◆ DOCUMENT SECTION
- - - -

Living with clutter has become more and more common for people as the tendency to accumulate possessions increases in modern culture.
We own more, and not just the larger ticket items like houses, cars, furniture etc. but most people have considerable quantities of the smaller, less significant items.
These can include everyday, useful objects like kitchenware, books, clothing, artwork, collections, tools, ornaments, accessories, linen, toys (a big one!) and so on.
However, in the course of our work, we see an incredible array of useless, outdated, expired, broken and irrelevant items which clutter up our client’s lives.
This is not an extraordinary reality for most people; on the contrary, it has become more typical of the everyday experience many individuals, families, and especially the much-touted and never-eventuating ‘paperless’ office.
One thing we are becoming more certain of in the course of our work: our industry is in its ‘growth phase’.
The reality of living with clutter for many people now was the extraordinary case
only a decade or two ago. In a recent study conducted in 2008 it was found that:
‘88 per cent of homes have at least one cluttered room, and the average home has three or more cluttered rooms. The spare room is the most cluttered in the home, following by cupboards, the garage and bedrooms. Not surprisingly, people living in detached houses had more clutter than people living in townhouses or apartments, and people with kids in the home tend to have more clutter than those without. Victorian homes are the most cluttered, while New South Wales homes are the least cluttered. Four in ten Australians said they feel anxious, guilty or depressed about the clutter in their homes’.

- - - -

◆ WHAT IS EXPECTED
Could you carry on the piece about household clutter past its final sentence?

◆ PROVIDED RECORDS

- - - -

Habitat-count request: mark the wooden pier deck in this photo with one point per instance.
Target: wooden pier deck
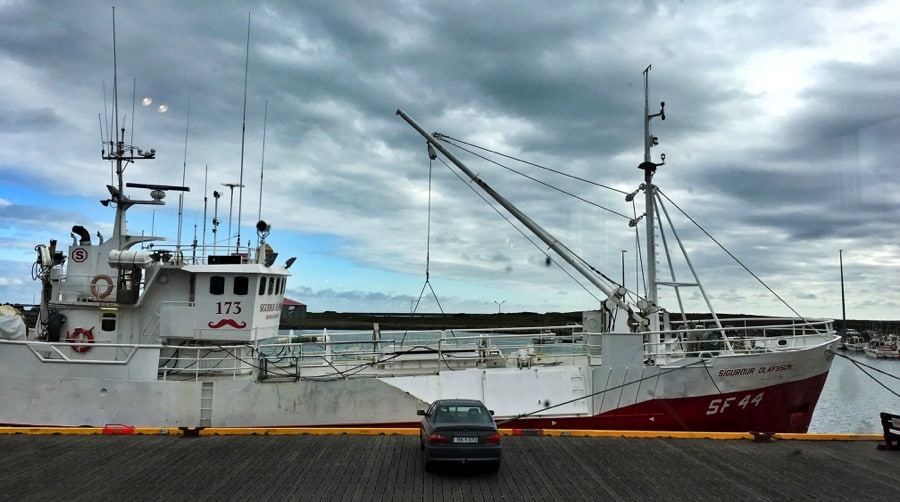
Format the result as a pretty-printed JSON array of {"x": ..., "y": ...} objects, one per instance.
[{"x": 353, "y": 467}]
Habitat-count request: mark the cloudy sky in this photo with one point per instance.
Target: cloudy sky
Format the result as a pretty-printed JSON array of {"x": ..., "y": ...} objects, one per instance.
[{"x": 781, "y": 140}]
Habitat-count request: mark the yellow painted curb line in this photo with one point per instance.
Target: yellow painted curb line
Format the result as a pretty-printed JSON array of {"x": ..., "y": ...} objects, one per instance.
[
  {"x": 405, "y": 431},
  {"x": 91, "y": 431},
  {"x": 299, "y": 431}
]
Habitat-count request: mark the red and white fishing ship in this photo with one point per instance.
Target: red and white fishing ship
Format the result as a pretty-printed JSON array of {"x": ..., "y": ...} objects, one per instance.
[{"x": 164, "y": 338}]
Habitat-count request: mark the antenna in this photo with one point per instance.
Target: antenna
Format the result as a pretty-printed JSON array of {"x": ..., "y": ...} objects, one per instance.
[
  {"x": 187, "y": 128},
  {"x": 262, "y": 164},
  {"x": 243, "y": 134},
  {"x": 205, "y": 200}
]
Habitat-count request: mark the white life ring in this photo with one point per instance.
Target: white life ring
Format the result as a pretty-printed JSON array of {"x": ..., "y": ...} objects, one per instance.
[{"x": 96, "y": 291}]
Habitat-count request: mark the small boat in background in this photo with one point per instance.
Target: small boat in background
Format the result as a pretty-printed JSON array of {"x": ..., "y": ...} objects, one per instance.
[{"x": 884, "y": 347}]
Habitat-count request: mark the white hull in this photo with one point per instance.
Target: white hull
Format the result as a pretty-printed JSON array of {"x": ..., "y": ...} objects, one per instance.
[{"x": 563, "y": 388}]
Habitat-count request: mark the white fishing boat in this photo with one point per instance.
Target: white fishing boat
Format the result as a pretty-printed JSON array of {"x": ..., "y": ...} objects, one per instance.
[{"x": 173, "y": 339}]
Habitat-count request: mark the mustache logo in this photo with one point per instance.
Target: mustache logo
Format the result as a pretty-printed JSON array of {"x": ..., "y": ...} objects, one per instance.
[{"x": 227, "y": 322}]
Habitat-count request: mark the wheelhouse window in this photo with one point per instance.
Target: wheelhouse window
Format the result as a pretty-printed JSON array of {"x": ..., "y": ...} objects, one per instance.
[
  {"x": 241, "y": 285},
  {"x": 217, "y": 285},
  {"x": 108, "y": 321}
]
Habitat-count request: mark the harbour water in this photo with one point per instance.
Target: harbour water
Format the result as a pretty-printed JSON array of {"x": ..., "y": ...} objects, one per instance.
[{"x": 852, "y": 400}]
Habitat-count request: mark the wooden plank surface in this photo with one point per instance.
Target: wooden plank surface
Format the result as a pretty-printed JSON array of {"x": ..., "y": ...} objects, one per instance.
[{"x": 389, "y": 468}]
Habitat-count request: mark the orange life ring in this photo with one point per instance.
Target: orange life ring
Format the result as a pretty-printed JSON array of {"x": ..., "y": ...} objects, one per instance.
[
  {"x": 96, "y": 291},
  {"x": 81, "y": 339}
]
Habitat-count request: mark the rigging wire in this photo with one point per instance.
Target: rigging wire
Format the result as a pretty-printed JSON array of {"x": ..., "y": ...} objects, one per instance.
[
  {"x": 729, "y": 253},
  {"x": 452, "y": 140},
  {"x": 860, "y": 365},
  {"x": 532, "y": 178},
  {"x": 431, "y": 157},
  {"x": 530, "y": 239}
]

- - - -

◆ ANSWER FOR THIS EXERCISE
Josh Fear wrote an extensive paper on the subject, entitled ‘Stuff Happens – Unused Things Cluttering Up our Homes’ and goes on to document the research methods used to conducts the study, the nature of clutter, how clutter affects people and what people think about clutter, amongst other fascinating reading.
Even if talking on the subject of clutter fills you with dread or you just want to hear how the other 90% of people live, this short and highly informative article is worth a read. It is well-written, engaging and not just a little incredible, and is a must-read for anyone who thinks that they are alone in the fight with the irrepressible clutter-monster.
Probably one of the more interesting parts of the study (which we always impress upon our clients but is often regarded with scepticism) is how the reality of living with clutter has a significant psychological impact which, when cleared, results in tremendous feelings of well-being and freedom.
Many people just see it as mess, and don’t give credence to the possibility that those out-of-control cupboards, however well-hidden, carry with them a tangible weight of guilt, depression, stress and frustration. Time for action, we say!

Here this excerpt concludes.